◆ **Problem requirements**
Count the lines in the items below that contain the string "accent". Reply with the number alone.

:: Records ::

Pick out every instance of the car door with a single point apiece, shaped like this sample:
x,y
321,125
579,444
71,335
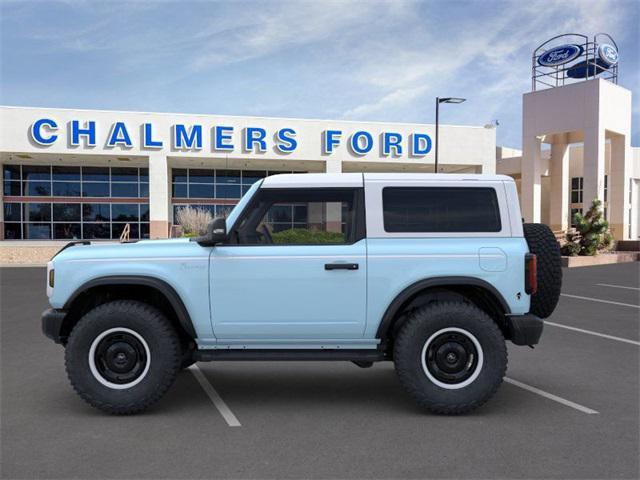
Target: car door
x,y
294,268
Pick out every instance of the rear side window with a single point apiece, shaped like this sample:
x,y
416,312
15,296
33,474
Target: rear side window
x,y
440,209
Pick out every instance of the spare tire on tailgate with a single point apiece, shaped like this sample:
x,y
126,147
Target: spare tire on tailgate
x,y
542,242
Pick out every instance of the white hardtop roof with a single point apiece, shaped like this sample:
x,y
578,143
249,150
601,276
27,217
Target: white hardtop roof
x,y
310,180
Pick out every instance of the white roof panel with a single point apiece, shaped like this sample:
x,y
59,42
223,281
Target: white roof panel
x,y
313,180
318,180
444,177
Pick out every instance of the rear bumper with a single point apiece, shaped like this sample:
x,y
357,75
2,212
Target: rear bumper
x,y
52,320
524,329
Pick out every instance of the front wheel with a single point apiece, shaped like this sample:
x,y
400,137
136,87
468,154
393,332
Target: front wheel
x,y
450,357
123,356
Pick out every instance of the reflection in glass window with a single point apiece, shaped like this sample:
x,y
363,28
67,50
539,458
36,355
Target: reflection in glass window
x,y
66,189
197,190
11,172
121,212
117,229
66,212
228,191
12,188
37,231
37,189
37,212
96,212
129,190
324,216
13,231
67,230
227,176
93,189
66,173
96,230
95,174
36,172
12,212
201,176
119,174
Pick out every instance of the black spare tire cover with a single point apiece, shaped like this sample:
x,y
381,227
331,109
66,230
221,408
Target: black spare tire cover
x,y
542,242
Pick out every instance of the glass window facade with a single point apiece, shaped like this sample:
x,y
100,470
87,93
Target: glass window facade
x,y
98,202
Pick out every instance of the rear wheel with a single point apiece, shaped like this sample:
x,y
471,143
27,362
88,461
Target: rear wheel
x,y
542,242
122,356
450,357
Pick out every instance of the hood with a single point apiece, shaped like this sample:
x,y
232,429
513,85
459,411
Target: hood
x,y
144,248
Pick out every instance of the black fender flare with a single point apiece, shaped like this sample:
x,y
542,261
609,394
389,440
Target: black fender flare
x,y
163,287
414,288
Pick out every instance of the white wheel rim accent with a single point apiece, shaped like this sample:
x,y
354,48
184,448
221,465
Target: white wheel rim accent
x,y
453,386
92,360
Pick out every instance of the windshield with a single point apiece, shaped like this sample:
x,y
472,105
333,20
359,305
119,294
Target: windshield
x,y
233,216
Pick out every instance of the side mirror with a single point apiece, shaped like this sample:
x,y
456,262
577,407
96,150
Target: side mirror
x,y
216,233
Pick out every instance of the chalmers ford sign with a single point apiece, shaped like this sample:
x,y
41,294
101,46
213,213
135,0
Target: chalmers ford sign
x,y
220,138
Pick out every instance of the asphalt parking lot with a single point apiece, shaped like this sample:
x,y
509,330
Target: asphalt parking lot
x,y
571,408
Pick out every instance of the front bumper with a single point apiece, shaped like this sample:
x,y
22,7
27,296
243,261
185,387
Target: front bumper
x,y
524,329
52,322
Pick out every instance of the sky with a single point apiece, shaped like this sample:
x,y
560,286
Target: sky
x,y
345,60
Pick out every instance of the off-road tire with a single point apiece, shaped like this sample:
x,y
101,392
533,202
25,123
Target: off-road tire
x,y
421,325
187,356
163,361
542,242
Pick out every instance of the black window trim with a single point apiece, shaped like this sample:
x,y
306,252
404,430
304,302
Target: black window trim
x,y
501,225
357,234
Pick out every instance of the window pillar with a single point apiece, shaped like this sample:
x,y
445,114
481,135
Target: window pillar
x,y
593,166
531,178
159,198
559,204
619,186
333,210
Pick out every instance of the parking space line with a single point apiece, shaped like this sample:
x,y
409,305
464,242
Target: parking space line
x,y
600,300
222,407
590,332
551,396
616,286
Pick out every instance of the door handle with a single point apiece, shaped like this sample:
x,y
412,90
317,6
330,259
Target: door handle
x,y
341,266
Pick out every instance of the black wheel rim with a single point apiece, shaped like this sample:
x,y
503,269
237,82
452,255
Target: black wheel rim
x,y
120,358
451,357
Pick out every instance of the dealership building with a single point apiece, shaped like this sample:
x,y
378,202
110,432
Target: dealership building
x,y
91,174
86,174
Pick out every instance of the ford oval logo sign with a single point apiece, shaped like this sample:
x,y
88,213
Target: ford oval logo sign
x,y
560,55
608,54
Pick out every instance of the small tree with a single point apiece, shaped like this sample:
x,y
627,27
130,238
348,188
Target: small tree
x,y
194,221
592,233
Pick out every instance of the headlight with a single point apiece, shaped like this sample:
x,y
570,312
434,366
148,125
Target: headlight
x,y
50,279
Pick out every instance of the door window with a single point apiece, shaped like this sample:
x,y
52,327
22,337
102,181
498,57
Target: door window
x,y
302,217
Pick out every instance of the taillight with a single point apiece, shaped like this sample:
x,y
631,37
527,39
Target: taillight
x,y
530,273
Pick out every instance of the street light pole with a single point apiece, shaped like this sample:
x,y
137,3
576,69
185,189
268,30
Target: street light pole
x,y
438,102
437,128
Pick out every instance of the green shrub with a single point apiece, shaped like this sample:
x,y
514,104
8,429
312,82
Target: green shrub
x,y
303,236
592,233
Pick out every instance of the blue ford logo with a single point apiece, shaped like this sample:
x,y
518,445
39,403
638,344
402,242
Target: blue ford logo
x,y
608,54
560,55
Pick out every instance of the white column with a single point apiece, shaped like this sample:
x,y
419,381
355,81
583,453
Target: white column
x,y
593,166
618,188
159,197
333,212
531,178
559,170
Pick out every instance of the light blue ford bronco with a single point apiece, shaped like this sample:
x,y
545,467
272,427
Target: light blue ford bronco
x,y
432,272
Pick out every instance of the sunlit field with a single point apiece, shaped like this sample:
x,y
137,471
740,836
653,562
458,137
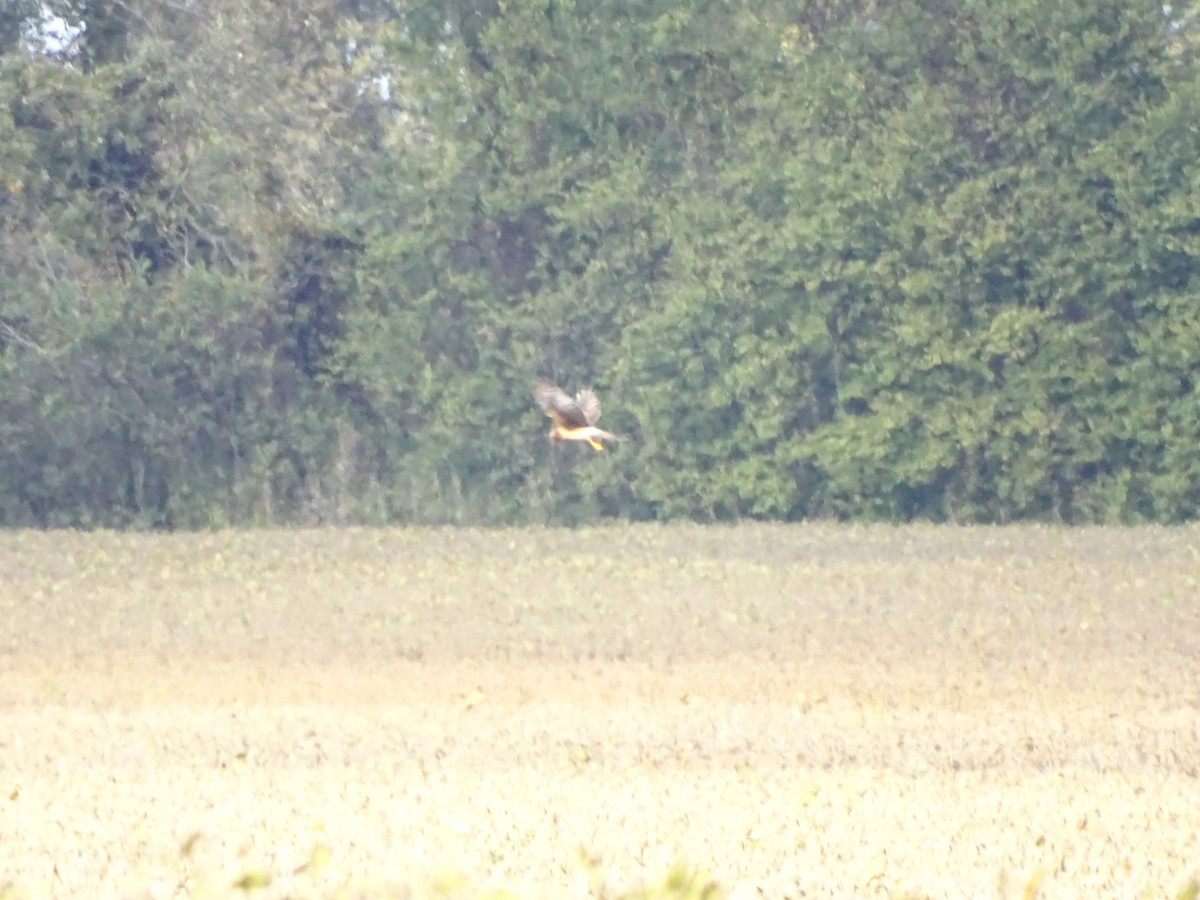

:::

◆ **Task solution**
2